Transcribe everything in the records, dropping and changing nothing.

Provided records =>

Content starts

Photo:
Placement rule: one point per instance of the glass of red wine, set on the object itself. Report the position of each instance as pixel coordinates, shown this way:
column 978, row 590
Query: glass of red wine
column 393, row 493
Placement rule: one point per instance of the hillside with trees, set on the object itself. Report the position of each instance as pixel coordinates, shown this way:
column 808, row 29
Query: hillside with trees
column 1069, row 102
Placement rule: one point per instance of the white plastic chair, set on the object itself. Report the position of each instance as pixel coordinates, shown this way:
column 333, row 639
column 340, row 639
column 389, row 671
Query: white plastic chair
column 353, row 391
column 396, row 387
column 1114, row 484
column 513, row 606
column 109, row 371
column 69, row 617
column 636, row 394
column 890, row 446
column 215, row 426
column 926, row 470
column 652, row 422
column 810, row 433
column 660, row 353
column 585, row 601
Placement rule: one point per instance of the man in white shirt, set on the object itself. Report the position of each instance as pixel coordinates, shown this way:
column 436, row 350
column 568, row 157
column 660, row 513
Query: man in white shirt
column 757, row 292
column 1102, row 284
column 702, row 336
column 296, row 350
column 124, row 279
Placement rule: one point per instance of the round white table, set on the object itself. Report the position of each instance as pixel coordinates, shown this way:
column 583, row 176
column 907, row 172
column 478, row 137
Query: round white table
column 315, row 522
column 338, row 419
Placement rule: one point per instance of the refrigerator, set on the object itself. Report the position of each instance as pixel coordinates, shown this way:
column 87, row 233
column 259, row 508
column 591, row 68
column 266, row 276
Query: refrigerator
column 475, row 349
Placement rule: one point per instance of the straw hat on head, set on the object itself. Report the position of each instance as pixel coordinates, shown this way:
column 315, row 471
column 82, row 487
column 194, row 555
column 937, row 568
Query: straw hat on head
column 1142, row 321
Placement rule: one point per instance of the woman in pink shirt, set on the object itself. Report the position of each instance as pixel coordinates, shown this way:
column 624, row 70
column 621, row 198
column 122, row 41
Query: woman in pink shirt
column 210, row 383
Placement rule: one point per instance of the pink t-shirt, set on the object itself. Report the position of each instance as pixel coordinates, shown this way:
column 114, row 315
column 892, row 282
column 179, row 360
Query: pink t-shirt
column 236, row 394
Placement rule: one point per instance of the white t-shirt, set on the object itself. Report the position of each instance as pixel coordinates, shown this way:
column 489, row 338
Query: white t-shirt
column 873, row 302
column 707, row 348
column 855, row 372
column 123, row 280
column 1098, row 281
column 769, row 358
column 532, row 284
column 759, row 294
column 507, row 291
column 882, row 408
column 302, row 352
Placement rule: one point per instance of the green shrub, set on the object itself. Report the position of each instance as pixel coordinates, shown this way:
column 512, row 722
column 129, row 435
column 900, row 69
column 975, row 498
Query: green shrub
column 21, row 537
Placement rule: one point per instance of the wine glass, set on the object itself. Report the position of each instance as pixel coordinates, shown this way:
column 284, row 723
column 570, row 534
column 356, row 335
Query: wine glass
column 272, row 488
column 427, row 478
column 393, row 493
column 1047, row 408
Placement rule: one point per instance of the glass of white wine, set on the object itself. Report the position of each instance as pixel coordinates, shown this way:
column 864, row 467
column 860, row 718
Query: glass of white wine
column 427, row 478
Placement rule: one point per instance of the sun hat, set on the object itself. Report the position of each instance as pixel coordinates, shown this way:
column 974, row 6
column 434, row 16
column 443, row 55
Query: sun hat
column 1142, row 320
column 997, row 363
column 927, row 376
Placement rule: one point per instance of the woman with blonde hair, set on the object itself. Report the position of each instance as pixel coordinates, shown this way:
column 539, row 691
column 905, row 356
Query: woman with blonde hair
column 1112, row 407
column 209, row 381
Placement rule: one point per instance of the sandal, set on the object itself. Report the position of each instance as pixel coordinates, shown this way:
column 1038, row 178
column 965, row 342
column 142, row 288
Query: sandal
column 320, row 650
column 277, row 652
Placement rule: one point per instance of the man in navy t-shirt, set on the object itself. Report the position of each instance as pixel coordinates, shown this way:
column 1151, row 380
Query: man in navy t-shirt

Content ends

Completed task =>
Photo:
Placement rule: one point per instance of the glass of red wine, set on the object itself. Report the position of each instance as pixel coordinates, shown this way:
column 978, row 590
Query: glass of red wine
column 393, row 493
Placement rule: one point per instance of the hillside with trees, set on the object itself. Report the position of each instance as pixel coordinates, shown this way:
column 808, row 29
Query: hillside with trees
column 1069, row 102
Placement rule: one point per instance of the white plastic chair, set on the object itself. Report the position of each instance as pixel coordinates, shown this way:
column 333, row 639
column 340, row 639
column 389, row 671
Query: white plastic chair
column 353, row 391
column 396, row 387
column 1114, row 484
column 513, row 606
column 109, row 371
column 69, row 617
column 636, row 394
column 890, row 446
column 215, row 426
column 926, row 470
column 652, row 422
column 810, row 433
column 660, row 353
column 585, row 601
Placement rule: one point per instance of the man in white shirt, set on the object itself. Report the position of each instance as pixel coordinates, shown this way:
column 436, row 350
column 568, row 157
column 660, row 513
Query: man in white shirt
column 757, row 292
column 1102, row 284
column 702, row 336
column 296, row 350
column 124, row 279
Placement rule: one point per instance of the round white table, set on the object itself. Report the position of each instance as pixel coordinates, shown this way:
column 583, row 176
column 907, row 172
column 478, row 137
Query: round white table
column 315, row 522
column 338, row 419
Placement rule: one point per instance of the refrigerator, set on the object itself. Report the position of each instance as pixel coordinates, shown this way:
column 87, row 233
column 259, row 508
column 591, row 68
column 266, row 276
Query: refrigerator
column 475, row 349
Placement rule: one point per instance of the straw hat on head, set on the object itself. Report the position of each instance as pixel coordinates, shown this way:
column 315, row 471
column 82, row 487
column 194, row 555
column 937, row 568
Query: straw hat on head
column 1142, row 321
Placement rule: one point per instance of the woman in pink shirt, set on the object itself. Report the position of each instance as pixel coordinates, shown this way:
column 624, row 70
column 621, row 198
column 122, row 41
Query: woman in pink shirt
column 210, row 383
Placement rule: one point per instance of the pink t-shirt, set on the object itself. Report the position of each instance as pixel coordinates, shown this way:
column 114, row 315
column 892, row 282
column 179, row 360
Query: pink t-shirt
column 236, row 394
Placement rule: one point per instance of the white t-shirt, set on the object itself. Report the position of each instance as pixel coordinates, shown this way:
column 489, row 338
Query: white t-shirt
column 873, row 302
column 707, row 348
column 855, row 372
column 123, row 280
column 1098, row 281
column 769, row 358
column 532, row 284
column 759, row 294
column 507, row 291
column 882, row 408
column 302, row 352
Placement rule: one point per instance of the green shrub, set on the object itself. Report the position of each instance as pixel coordinates, shown this way:
column 512, row 722
column 129, row 435
column 900, row 69
column 975, row 498
Query: green shrub
column 21, row 537
Placement rule: one point per instance of the wine glass, set on the object itself. Report the position of each instance as pixel coordinates, shown this way:
column 284, row 723
column 570, row 534
column 356, row 335
Query: wine glass
column 272, row 488
column 427, row 478
column 393, row 493
column 1047, row 408
Placement rule: one point per instance of the glass of white wine, set on the object itself. Report the position of each instance as pixel coordinates, shown this way:
column 864, row 467
column 860, row 718
Query: glass of white wine
column 427, row 478
Placement rule: one point per instance of the sun hat, set on the object itself. Report the position of each instance as pixel coordinates, shown this way:
column 974, row 6
column 434, row 16
column 443, row 55
Query: sun hat
column 1142, row 320
column 997, row 363
column 927, row 376
Placement rule: one point per instance of the woman with blonde hair, set on the object itself. Report the position of each instance as pixel coordinates, shown this way:
column 539, row 691
column 905, row 356
Query: woman with blonde hair
column 1112, row 407
column 209, row 381
Placement rule: one point per instance of the sandal, set on the object itself. Report the position of each instance as pixel coordinates, shown this way:
column 1038, row 178
column 965, row 342
column 142, row 288
Query: sandal
column 320, row 650
column 277, row 652
Placement rule: one point per instance of the man in navy t-shirt, set on the object itself. Report the position of each instance as pixel coordinates, shown this way:
column 1151, row 380
Query: man in navy t-shirt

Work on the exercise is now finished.